_WHAT NEEDS TO BE DONE_
Copy each line below that includes "dress".

_EXTRACTED MATERIAL_
[Start of Attachment]

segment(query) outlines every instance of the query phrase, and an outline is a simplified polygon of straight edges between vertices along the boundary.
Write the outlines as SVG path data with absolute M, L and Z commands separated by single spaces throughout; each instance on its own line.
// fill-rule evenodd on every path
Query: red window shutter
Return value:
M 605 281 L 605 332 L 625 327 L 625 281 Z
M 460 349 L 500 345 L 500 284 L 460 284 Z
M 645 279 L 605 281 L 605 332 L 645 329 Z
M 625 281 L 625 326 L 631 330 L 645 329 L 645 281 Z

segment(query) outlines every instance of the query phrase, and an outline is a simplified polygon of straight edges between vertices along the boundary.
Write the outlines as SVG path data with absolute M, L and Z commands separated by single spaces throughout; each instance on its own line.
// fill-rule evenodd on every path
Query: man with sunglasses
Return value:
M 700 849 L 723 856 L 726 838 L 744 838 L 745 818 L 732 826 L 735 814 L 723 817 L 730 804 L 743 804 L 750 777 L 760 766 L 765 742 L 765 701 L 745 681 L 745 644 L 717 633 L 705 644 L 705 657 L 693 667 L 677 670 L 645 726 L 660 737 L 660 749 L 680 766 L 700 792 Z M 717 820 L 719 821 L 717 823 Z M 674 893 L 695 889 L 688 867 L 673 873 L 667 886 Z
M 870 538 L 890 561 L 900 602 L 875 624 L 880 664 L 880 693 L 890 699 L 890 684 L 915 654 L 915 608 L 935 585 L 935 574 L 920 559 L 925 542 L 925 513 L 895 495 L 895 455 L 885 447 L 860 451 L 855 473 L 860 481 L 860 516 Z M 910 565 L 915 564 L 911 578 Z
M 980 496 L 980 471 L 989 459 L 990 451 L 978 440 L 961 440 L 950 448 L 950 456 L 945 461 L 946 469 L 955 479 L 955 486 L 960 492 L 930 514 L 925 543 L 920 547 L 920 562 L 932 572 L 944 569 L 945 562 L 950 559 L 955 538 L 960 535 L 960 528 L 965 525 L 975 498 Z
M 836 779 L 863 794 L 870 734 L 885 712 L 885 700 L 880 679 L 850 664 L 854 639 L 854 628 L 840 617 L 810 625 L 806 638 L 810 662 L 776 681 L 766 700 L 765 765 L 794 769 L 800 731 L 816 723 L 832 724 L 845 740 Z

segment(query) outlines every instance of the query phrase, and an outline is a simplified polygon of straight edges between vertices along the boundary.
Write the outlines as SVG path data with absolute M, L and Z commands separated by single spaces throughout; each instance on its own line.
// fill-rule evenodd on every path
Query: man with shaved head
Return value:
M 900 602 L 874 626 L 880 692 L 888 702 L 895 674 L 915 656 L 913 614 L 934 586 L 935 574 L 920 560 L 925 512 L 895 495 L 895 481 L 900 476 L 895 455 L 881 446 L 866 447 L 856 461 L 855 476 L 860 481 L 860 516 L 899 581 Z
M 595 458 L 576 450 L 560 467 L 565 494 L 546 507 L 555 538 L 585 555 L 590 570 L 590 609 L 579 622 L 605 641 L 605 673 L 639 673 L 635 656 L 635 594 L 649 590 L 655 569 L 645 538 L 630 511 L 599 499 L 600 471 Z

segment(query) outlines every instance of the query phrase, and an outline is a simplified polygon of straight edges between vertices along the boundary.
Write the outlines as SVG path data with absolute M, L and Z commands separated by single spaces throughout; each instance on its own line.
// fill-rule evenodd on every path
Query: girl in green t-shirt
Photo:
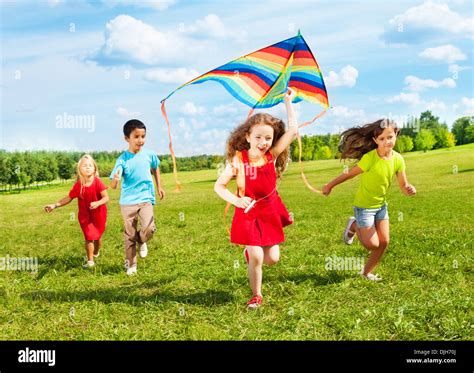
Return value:
M 328 196 L 336 185 L 362 174 L 354 199 L 355 216 L 348 219 L 343 240 L 350 245 L 357 234 L 362 245 L 370 250 L 361 275 L 372 281 L 382 279 L 372 270 L 380 262 L 390 240 L 385 196 L 393 175 L 397 175 L 403 193 L 407 196 L 416 194 L 415 187 L 408 183 L 403 157 L 393 150 L 399 131 L 395 122 L 388 119 L 344 131 L 339 146 L 341 158 L 357 159 L 358 163 L 323 187 L 323 194 Z

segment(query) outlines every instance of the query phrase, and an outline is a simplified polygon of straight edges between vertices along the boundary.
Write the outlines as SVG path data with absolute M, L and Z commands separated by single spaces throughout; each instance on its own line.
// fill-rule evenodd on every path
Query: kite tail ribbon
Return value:
M 165 109 L 165 100 L 161 101 L 161 114 L 165 118 L 166 124 L 168 125 L 168 138 L 170 140 L 170 153 L 171 153 L 171 159 L 173 160 L 173 175 L 174 175 L 174 181 L 176 183 L 176 192 L 181 191 L 181 183 L 178 180 L 178 170 L 176 167 L 176 157 L 174 155 L 174 150 L 173 150 L 173 140 L 171 138 L 171 126 L 170 126 L 170 121 L 168 120 L 168 115 L 166 115 L 166 109 Z
M 321 118 L 324 114 L 326 114 L 326 109 L 324 109 L 321 113 L 319 113 L 318 115 L 316 115 L 312 120 L 308 121 L 308 122 L 304 122 L 302 124 L 300 124 L 298 126 L 298 128 L 303 128 L 303 127 L 306 127 L 307 125 L 313 123 L 316 119 L 318 118 Z M 301 178 L 303 179 L 303 182 L 305 183 L 305 185 L 308 187 L 309 190 L 311 190 L 312 192 L 314 193 L 320 193 L 322 194 L 322 191 L 320 191 L 319 189 L 316 189 L 314 188 L 309 182 L 308 182 L 308 179 L 306 178 L 306 175 L 304 174 L 304 170 L 303 170 L 303 163 L 301 162 L 301 153 L 303 152 L 303 145 L 301 144 L 301 135 L 299 134 L 298 132 L 298 164 L 300 166 L 300 172 L 301 172 Z

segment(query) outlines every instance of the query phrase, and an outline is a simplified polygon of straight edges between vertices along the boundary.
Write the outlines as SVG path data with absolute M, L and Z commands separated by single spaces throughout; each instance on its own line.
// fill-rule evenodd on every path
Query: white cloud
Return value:
M 463 97 L 461 104 L 464 107 L 465 115 L 474 115 L 474 98 Z
M 420 96 L 418 93 L 400 93 L 399 95 L 389 97 L 386 100 L 388 103 L 402 102 L 404 104 L 418 105 L 420 101 Z
M 471 67 L 469 66 L 459 66 L 457 64 L 452 64 L 452 65 L 449 65 L 448 67 L 448 71 L 450 73 L 458 73 L 460 71 L 463 71 L 463 70 L 469 70 Z
M 353 87 L 357 82 L 358 76 L 359 72 L 357 69 L 351 65 L 347 65 L 343 67 L 339 73 L 330 71 L 329 75 L 324 78 L 324 82 L 329 88 Z
M 202 43 L 191 43 L 180 33 L 161 32 L 134 17 L 119 15 L 107 22 L 105 42 L 96 59 L 156 65 L 194 55 L 202 48 Z
M 473 18 L 459 15 L 449 9 L 448 5 L 426 1 L 421 5 L 409 8 L 390 20 L 392 26 L 403 25 L 404 29 L 437 29 L 449 33 L 473 38 Z
M 447 63 L 466 59 L 466 55 L 462 53 L 459 48 L 451 44 L 441 45 L 435 48 L 426 48 L 419 56 L 435 61 L 445 61 Z
M 199 76 L 194 69 L 179 67 L 177 69 L 153 69 L 145 72 L 143 78 L 149 82 L 184 84 Z
M 237 114 L 238 110 L 233 104 L 228 104 L 215 106 L 212 112 L 217 116 L 224 116 L 227 114 Z
M 133 5 L 140 8 L 152 8 L 157 10 L 168 9 L 175 3 L 175 0 L 103 0 L 102 3 L 106 6 L 117 6 L 117 5 Z
M 385 100 L 386 102 L 403 103 L 410 106 L 416 106 L 419 110 L 432 110 L 432 111 L 446 111 L 446 104 L 443 101 L 434 99 L 433 101 L 423 101 L 417 92 L 414 93 L 400 93 L 398 95 L 389 97 Z
M 353 117 L 365 118 L 364 110 L 362 109 L 352 110 L 345 106 L 334 106 L 331 109 L 331 115 L 335 117 L 340 117 L 340 118 L 353 118 Z
M 456 82 L 451 78 L 446 78 L 441 81 L 435 81 L 432 79 L 420 79 L 416 76 L 409 75 L 405 77 L 406 89 L 414 92 L 421 92 L 430 88 L 455 88 Z
M 55 8 L 59 4 L 61 4 L 64 0 L 48 0 L 48 6 L 51 8 Z
M 204 106 L 196 106 L 194 102 L 188 101 L 179 111 L 186 115 L 200 115 L 206 112 L 206 108 Z
M 141 115 L 140 112 L 138 111 L 134 111 L 134 112 L 131 112 L 131 111 L 128 111 L 127 109 L 119 106 L 117 108 L 117 114 L 120 115 L 121 117 L 125 117 L 125 118 L 130 118 L 130 117 L 138 117 Z
M 443 101 L 435 99 L 424 103 L 426 110 L 430 111 L 446 111 L 446 104 Z
M 180 23 L 179 30 L 185 33 L 205 35 L 210 38 L 234 39 L 239 42 L 245 41 L 247 37 L 245 30 L 228 28 L 224 25 L 219 16 L 215 14 L 208 14 L 190 26 L 187 26 L 185 23 Z

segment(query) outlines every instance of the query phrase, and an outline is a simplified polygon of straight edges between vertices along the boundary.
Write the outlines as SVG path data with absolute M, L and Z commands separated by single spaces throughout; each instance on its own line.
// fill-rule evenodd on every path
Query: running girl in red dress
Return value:
M 74 198 L 77 198 L 77 215 L 85 238 L 87 262 L 84 268 L 90 268 L 94 266 L 94 258 L 99 256 L 107 220 L 105 204 L 109 201 L 107 187 L 100 180 L 97 164 L 90 155 L 84 155 L 77 163 L 77 181 L 69 194 L 59 202 L 45 206 L 44 210 L 51 212 Z
M 298 125 L 292 107 L 295 92 L 285 95 L 288 130 L 282 120 L 269 114 L 255 114 L 237 127 L 227 140 L 227 167 L 214 190 L 235 205 L 230 240 L 244 245 L 253 297 L 253 309 L 262 304 L 262 264 L 273 265 L 280 258 L 279 244 L 285 240 L 283 227 L 292 223 L 277 192 L 276 180 L 285 170 L 289 145 L 296 138 Z M 227 184 L 235 177 L 238 194 Z

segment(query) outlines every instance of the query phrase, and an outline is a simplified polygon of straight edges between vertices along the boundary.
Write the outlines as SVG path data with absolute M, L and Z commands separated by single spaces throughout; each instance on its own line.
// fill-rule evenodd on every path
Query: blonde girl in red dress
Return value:
M 277 192 L 277 177 L 285 170 L 289 145 L 296 138 L 298 125 L 292 107 L 295 92 L 285 95 L 288 129 L 282 120 L 269 114 L 255 114 L 237 127 L 227 141 L 227 167 L 214 190 L 235 206 L 231 242 L 244 245 L 253 297 L 250 309 L 262 304 L 262 265 L 280 259 L 279 244 L 285 240 L 283 227 L 292 220 Z M 235 177 L 238 194 L 227 189 Z
M 84 268 L 94 266 L 94 258 L 99 256 L 102 245 L 102 234 L 105 231 L 107 220 L 107 206 L 109 201 L 107 187 L 99 178 L 99 171 L 94 159 L 86 154 L 77 163 L 77 181 L 69 194 L 44 210 L 51 212 L 54 209 L 67 205 L 77 198 L 79 224 L 84 233 L 87 262 Z

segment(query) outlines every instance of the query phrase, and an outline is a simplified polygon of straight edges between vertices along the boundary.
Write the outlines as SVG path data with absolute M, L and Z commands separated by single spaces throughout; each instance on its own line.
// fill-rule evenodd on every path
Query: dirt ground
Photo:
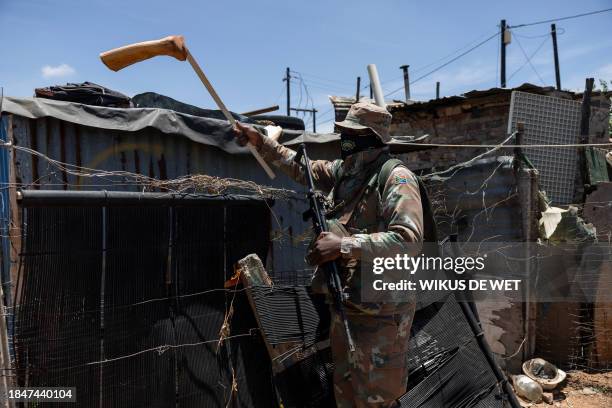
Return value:
M 519 400 L 524 407 L 609 408 L 612 407 L 612 372 L 570 371 L 563 384 L 554 390 L 552 404 Z

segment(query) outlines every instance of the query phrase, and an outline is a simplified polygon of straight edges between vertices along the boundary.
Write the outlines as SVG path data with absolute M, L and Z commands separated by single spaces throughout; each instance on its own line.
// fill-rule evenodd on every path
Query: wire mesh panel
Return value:
M 274 406 L 254 317 L 222 330 L 233 262 L 266 258 L 265 202 L 56 195 L 22 201 L 19 385 L 76 387 L 82 407 Z
M 133 206 L 101 210 L 106 225 L 101 348 L 103 359 L 109 360 L 101 365 L 102 404 L 171 406 L 174 378 L 168 373 L 174 371 L 174 353 L 141 353 L 175 344 L 166 299 L 170 210 Z
M 17 384 L 77 387 L 79 403 L 95 406 L 100 371 L 89 363 L 101 359 L 102 214 L 92 208 L 32 208 L 23 224 Z
M 523 144 L 575 144 L 580 134 L 581 104 L 568 99 L 513 91 L 508 132 L 525 124 Z M 526 148 L 525 154 L 540 172 L 540 186 L 555 205 L 570 204 L 578 171 L 578 149 Z
M 179 406 L 221 407 L 231 396 L 231 384 L 217 364 L 217 342 L 226 313 L 221 289 L 227 276 L 225 260 L 225 207 L 205 211 L 178 207 L 174 212 L 173 260 L 177 285 L 177 342 L 192 346 L 177 350 L 177 402 Z

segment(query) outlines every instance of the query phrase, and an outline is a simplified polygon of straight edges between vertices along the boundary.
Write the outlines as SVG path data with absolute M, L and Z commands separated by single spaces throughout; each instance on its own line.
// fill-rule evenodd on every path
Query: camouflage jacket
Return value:
M 304 174 L 293 161 L 295 151 L 267 137 L 261 154 L 299 183 Z M 349 156 L 346 160 L 312 160 L 316 187 L 333 202 L 333 217 L 350 235 L 351 257 L 356 260 L 398 253 L 416 255 L 413 243 L 423 240 L 423 211 L 416 176 L 405 166 L 393 169 L 382 189 L 366 186 L 390 159 L 388 149 L 376 149 Z M 342 176 L 336 180 L 342 167 Z M 412 245 L 410 245 L 412 244 Z M 349 295 L 359 299 L 360 280 L 347 282 Z

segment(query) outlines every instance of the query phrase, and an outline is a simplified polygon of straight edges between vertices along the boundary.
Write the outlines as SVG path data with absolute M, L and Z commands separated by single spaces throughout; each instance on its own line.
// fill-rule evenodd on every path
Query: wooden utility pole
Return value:
M 303 109 L 303 108 L 291 108 L 294 112 L 308 112 L 312 115 L 312 131 L 317 133 L 317 112 L 315 108 L 312 109 Z
M 355 94 L 355 102 L 359 102 L 360 88 L 361 88 L 361 77 L 357 77 L 357 93 Z
M 506 20 L 501 21 L 500 27 L 501 27 L 501 31 L 500 31 L 501 34 L 499 36 L 500 41 L 501 41 L 500 80 L 501 80 L 501 87 L 505 88 L 506 87 Z
M 582 94 L 582 106 L 580 114 L 580 137 L 578 143 L 589 143 L 590 121 L 591 121 L 591 93 L 593 92 L 593 78 L 587 78 L 584 84 L 584 93 Z M 574 194 L 575 203 L 583 203 L 586 197 L 586 185 L 590 184 L 589 166 L 586 160 L 586 148 L 578 148 L 578 179 L 576 180 L 576 188 Z
M 400 69 L 404 71 L 404 94 L 406 95 L 406 102 L 410 100 L 410 77 L 408 76 L 408 67 L 410 65 L 402 65 Z
M 436 99 L 440 99 L 440 81 L 436 81 Z
M 514 148 L 514 161 L 513 166 L 514 170 L 518 171 L 523 167 L 523 146 L 524 136 L 525 134 L 525 123 L 518 122 L 516 124 L 516 135 L 514 135 L 514 144 L 517 146 Z
M 372 82 L 370 82 L 370 99 L 374 99 L 374 90 L 372 89 Z
M 553 54 L 555 56 L 555 79 L 557 80 L 557 90 L 561 90 L 561 73 L 559 72 L 559 52 L 557 50 L 557 27 L 550 25 L 550 35 L 553 41 Z
M 580 143 L 589 143 L 589 122 L 591 119 L 591 93 L 593 93 L 593 78 L 587 78 L 582 95 L 582 112 L 580 117 Z
M 291 70 L 289 67 L 287 67 L 283 81 L 287 82 L 287 116 L 291 116 Z

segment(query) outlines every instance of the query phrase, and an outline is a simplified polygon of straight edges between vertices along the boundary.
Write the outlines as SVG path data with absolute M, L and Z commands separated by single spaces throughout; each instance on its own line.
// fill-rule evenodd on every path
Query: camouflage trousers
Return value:
M 406 392 L 408 340 L 414 309 L 390 316 L 347 315 L 355 352 L 332 310 L 330 342 L 339 408 L 389 407 Z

[End of Attachment]

_REPLY TO THE TASK_
Query: running girl in red dress
Query: blonde girl in red dress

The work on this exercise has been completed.